## What is needed
When a line of the records contains "below", copy it.

______

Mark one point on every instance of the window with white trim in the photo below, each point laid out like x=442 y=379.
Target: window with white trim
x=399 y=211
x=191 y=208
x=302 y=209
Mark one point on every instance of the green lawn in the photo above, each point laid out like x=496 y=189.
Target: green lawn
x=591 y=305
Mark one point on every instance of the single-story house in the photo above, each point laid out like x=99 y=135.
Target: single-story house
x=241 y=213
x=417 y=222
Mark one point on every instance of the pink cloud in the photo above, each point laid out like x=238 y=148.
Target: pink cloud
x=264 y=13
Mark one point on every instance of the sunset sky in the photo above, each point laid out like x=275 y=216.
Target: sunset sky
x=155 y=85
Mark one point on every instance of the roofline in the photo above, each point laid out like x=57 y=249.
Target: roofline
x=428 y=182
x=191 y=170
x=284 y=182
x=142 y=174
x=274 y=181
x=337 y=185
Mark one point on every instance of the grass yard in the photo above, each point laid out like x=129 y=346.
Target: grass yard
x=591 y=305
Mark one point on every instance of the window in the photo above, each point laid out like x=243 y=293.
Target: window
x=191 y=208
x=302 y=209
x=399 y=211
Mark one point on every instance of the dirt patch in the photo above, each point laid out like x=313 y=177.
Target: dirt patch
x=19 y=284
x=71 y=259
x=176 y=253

______

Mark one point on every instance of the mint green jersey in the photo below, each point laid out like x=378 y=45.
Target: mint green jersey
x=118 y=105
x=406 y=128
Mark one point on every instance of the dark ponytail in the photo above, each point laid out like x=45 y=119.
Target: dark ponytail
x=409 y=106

______

## Exercise answer
Mark one point on every instance of the window with white trim in the photo below, each point laid out like x=442 y=379.
Mark one point on every instance of the mint green jersey in the photo below, each point laid out like x=378 y=45.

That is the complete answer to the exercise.